DOCUMENTO

= = = = =

"Cruijff draaj”, la veronica che cambiò il mondo
“Mio Dio, ma cos’ha fatto?!”.
Una Rivoluzione non può lasciare indifferenti, in nessun caso: perché è il cambiamento per antonomasia, e l’essere umano fatica ad accettare i cambiamenti. L’uomo è un animale abitudinario e conservatore, salvo in rarissimi casi scritti oggi sui libri di storia. Ecco perché, di fronte alla sovversione di un ordine precostituito, ci spaventiamo. Vediamo il castello di certezze nel quale ci eravamo rifugiati crollare, quasi fosse di sabbia, lasciandoci in balìa del vento del cambiamento. Perciò, inizialmente, tendiamo a reagire con perplessità, stupore, se non vera e propria paura. Poi, quando la Rivoluzione avrà fatto il suo corso, saremo anche pronti ad accoglierla favorevolmente. Ma non all’inizio. All’inizio sobbalzeremo sulla poltrona e sgraneremo gli occhi e ci interrogheremo fino a perdere il sonno. “Cosa sta accadendo? A cosa porterà tutto questo? Dopo, sarà meglio o peggio?”.

= = = = =

DATI FORNITI
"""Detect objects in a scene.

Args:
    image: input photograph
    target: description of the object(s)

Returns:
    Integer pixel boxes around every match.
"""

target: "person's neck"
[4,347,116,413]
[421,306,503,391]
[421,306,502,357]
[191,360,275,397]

= = = = =

ESERCIZIO ASSEGNATO 1
Secondo il documento, con quali reazioni rispondiamo inizialmente alla sovversione di un ordine precostituito?
ESERCIZIO ASSEGNATO 2
Elenca tutte le azioni che, secondo il documento, compiremo all'inizio di una Rivoluzione.

RISULTATO 1
Con perplessità, stupore, se non vera e propria paura.

RISULTATO 2
- Sobbalzeremo sulla poltrona.
- Sgraneremo gli occhi.
- Ci interrogheremo fino a perdere il sonno.